Halfway up the slope we found that erosion had reduced the depth of the cultural deposit to only a few centimeters, whereas towards the bottom of the slope we encountered an accumulation of sediment with cultural strata in places reaching up to 2.5 m in depth.
Work in the 2004 campaign therefore concentrated on the lower slope, where three 5.0 x 5.0-m trenches separated by balks one meter across were opened. Only 0.8 m below the surface we came upon a wall of fieldstone running perpendicular to the slope; preserved to a maximum height of seven courses, it could be followed across two trenches. Two stone cist graves oriented E-W appeared north of the wall, partially disturbed by it. The graves contained the skeletons of an adult and a child, both in fetal position facing left and right respectively. A pottery vessel was found beside the skulls of each. Pottery dated both the wall and the burials to the Early Bronze Age.
In the stratum below, easily distinguished by a fill paler in hue, appeared only Late Neolithic/Early Chalcolithic finds, with the pottery providing close analogies to that of the southwest Anatolian Lake District (Hacılar). A clay seal with concentric circles on the face reflects both in form and ornament finds from Central Anatolia, Greece, and the southern Balkans, thus demonstrating the cultural contacts of the period. As raw material for the chipped stone industry, obsidian from the Cycladic island of Melos had been employed, confirming for the first time the definite use of Melian obsidian in western Anatolia at this early a date and documenting intensive trade relations with the Aegean realm.

→ OBJECTIVES:
A) According to the excavation report, where did the obsidian used for the chipped stone industry come from?
B) Please repeat the part of the excavation report starting with "In the stratum" and going on through "the Aegean realm.".

→ RAW DATA:

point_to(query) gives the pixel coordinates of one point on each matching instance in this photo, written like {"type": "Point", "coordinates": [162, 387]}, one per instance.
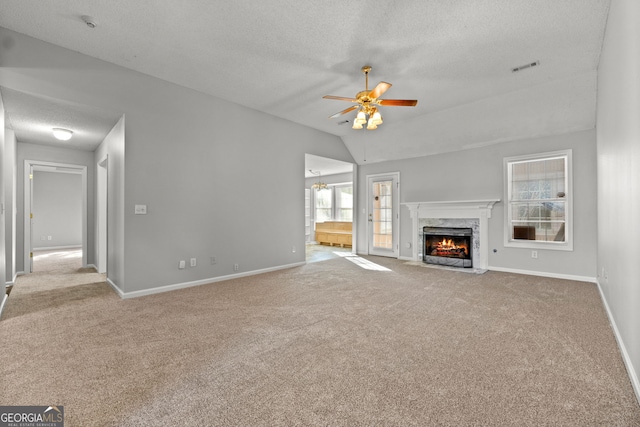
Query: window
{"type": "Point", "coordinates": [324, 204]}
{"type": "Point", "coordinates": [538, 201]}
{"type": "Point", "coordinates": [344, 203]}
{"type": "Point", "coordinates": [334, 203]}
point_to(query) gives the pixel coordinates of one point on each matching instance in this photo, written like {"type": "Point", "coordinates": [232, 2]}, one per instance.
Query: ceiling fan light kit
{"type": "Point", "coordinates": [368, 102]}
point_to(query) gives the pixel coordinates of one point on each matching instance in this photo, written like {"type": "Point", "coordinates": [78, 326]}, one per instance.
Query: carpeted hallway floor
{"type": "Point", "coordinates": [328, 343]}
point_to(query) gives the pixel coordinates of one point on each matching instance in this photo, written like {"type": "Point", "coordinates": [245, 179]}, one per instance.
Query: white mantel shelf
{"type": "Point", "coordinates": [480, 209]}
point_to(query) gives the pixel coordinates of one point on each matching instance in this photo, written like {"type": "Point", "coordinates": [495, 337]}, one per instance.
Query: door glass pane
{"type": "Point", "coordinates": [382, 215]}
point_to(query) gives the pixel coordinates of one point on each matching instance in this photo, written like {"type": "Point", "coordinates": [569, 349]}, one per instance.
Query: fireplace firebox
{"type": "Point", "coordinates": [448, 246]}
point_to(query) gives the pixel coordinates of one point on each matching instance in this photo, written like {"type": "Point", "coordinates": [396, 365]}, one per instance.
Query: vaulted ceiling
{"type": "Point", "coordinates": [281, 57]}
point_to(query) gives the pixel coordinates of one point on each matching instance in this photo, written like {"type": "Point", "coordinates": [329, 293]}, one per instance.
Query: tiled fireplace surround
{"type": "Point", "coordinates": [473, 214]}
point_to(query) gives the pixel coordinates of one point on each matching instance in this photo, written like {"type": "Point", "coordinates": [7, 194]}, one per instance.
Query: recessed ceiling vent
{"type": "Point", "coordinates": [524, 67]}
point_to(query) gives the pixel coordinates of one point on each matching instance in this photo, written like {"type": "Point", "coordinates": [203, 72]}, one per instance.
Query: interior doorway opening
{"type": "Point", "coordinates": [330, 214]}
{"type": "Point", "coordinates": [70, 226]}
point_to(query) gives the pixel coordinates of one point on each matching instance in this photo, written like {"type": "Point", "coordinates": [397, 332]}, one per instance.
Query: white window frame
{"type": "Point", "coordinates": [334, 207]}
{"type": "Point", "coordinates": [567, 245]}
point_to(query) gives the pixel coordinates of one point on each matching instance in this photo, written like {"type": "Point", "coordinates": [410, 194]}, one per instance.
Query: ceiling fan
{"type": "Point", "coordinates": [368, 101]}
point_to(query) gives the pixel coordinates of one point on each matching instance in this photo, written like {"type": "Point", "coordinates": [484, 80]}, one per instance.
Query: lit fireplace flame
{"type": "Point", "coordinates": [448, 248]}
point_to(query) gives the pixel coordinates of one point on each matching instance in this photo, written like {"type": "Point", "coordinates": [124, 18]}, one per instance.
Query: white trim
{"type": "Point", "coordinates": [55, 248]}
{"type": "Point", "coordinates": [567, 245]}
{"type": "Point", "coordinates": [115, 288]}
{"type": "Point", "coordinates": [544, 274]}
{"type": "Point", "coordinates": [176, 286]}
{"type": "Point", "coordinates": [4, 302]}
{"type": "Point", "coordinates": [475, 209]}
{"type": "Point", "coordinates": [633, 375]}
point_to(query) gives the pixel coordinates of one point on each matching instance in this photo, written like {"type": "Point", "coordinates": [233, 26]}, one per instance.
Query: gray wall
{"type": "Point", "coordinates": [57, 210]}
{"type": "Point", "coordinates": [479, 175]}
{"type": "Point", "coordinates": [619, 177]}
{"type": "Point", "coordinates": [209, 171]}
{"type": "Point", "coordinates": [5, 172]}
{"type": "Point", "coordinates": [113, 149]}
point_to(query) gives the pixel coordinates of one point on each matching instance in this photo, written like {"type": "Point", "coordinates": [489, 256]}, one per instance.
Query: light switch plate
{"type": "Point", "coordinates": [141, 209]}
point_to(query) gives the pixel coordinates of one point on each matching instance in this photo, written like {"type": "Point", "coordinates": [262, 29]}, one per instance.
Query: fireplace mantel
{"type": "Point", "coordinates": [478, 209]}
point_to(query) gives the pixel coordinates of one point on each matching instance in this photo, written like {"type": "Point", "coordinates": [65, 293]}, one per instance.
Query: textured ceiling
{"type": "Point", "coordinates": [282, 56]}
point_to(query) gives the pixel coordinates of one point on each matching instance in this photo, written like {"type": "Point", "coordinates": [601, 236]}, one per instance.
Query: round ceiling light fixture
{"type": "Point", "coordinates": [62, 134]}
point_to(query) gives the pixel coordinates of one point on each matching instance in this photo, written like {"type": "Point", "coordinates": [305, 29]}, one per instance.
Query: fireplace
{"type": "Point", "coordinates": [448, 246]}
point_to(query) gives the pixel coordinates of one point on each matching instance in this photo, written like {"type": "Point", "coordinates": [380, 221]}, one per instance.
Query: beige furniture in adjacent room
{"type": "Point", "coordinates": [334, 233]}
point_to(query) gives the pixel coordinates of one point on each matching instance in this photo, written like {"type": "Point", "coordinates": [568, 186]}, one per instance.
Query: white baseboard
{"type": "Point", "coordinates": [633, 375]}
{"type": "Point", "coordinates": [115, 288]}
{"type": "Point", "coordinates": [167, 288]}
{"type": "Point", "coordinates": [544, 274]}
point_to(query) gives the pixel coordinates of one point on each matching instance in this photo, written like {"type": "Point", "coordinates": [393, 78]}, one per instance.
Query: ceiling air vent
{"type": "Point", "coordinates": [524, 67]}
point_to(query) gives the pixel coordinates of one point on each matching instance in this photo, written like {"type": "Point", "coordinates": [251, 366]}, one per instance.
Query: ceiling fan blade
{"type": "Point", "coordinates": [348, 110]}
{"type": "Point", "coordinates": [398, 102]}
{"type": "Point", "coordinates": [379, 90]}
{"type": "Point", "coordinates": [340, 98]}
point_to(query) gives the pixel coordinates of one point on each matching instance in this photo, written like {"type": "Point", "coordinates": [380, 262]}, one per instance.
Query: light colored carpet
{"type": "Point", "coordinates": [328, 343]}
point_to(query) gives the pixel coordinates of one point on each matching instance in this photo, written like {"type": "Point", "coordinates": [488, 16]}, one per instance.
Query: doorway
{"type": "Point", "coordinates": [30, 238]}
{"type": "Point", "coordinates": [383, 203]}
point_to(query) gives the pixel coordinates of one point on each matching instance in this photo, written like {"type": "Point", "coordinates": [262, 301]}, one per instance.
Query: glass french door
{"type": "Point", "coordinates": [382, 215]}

→ ANSWER LIST:
A) It came from the Cycladic island of Melos.

B)
In the stratum below, easily distinguished by a fill paler in hue, appeared only Late Neolithic/Early Chalcolithic finds, with the pottery providing close analogies to that of the southwest Anatolian Lake District (Hacılar). A clay seal with concentric circles on the face reflects both in form and ornament finds from Central Anatolia, Greece, and the southern Balkans, thus demonstrating the cultural contacts of the period. As raw material for the chipped stone industry, obsidian from the Cycladic island of Melos had been employed, confirming for the first time the definite use of Melian obsidian in western Anatolia at this early a date and documenting intensive trade relations with the Aegean realm.